══ SUPPLIED MATERIAL ══

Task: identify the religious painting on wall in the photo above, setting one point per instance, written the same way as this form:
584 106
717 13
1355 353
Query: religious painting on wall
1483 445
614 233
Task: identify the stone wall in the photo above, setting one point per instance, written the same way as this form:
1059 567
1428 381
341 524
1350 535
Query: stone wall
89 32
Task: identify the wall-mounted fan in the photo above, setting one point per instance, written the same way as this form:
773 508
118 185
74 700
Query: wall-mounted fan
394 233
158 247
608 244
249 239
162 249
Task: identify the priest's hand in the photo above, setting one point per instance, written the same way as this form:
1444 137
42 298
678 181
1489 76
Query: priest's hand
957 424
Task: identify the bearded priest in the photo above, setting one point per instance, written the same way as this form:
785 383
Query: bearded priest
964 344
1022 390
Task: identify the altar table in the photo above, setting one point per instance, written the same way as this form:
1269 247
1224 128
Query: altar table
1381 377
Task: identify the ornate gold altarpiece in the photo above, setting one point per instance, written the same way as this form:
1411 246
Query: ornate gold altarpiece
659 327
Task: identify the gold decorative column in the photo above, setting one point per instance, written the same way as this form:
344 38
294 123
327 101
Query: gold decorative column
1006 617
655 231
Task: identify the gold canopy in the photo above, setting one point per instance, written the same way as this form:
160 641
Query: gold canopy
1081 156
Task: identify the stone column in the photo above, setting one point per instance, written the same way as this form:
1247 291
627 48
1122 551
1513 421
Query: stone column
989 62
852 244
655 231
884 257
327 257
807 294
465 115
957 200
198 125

═══

> [ASSIGNMENT]
Set down the records again in full. Match them exactly.

> [ANSWER BELOW]
Task: identify the religious painting on wall in the photo above, setting one point per instance, written the same way as this form:
584 106
717 13
1355 353
Query: religious painting on wall
1483 445
614 233
Task: identify the stone wall in the photo above, setting one point per instance, written the same way as this form:
1059 567
1428 381
341 524
1350 535
Query: stone wall
89 32
Task: identify the wall-mounted fan in the photo above, setting one point per instance, written the same way as this form:
773 508
118 185
74 700
Query: wall-mounted fan
394 233
158 247
608 244
249 239
162 249
Task: identify the priest's hand in the photo above, setting one point per instance, written the same way as this form:
1444 137
42 298
678 181
1489 76
Query: priest's hand
957 424
Task: identify the bearded priest in the photo above, setting one point per instance, written the same way as this form:
785 383
Query: bearded priest
964 344
1022 390
Task: identify the altar table in the photo above, setting one point per instance, written the same way as this form:
1269 247
1224 128
Query: altar table
1381 377
Task: identify the ornate gold altarpiece in the photo above, setting one point per instance, written the same way as this form:
1411 246
Query: ornate gold altarpiece
659 327
Task: identify the gold decorative column in the photo above, setting one point per instance, written the same way as this form:
344 38
294 123
327 101
Query: gold decorative column
1006 617
655 231
Task: identify the gold canopy in the photo above, setting one point per instance, written the same way as this form:
160 641
Query: gold canopy
1081 156
Task: identify the stone column in the photo above, setting one point per instance, written the same way as this form:
1247 291
627 48
1122 551
1513 421
Query: stone column
989 62
852 244
655 231
884 257
327 257
807 294
465 115
957 200
198 125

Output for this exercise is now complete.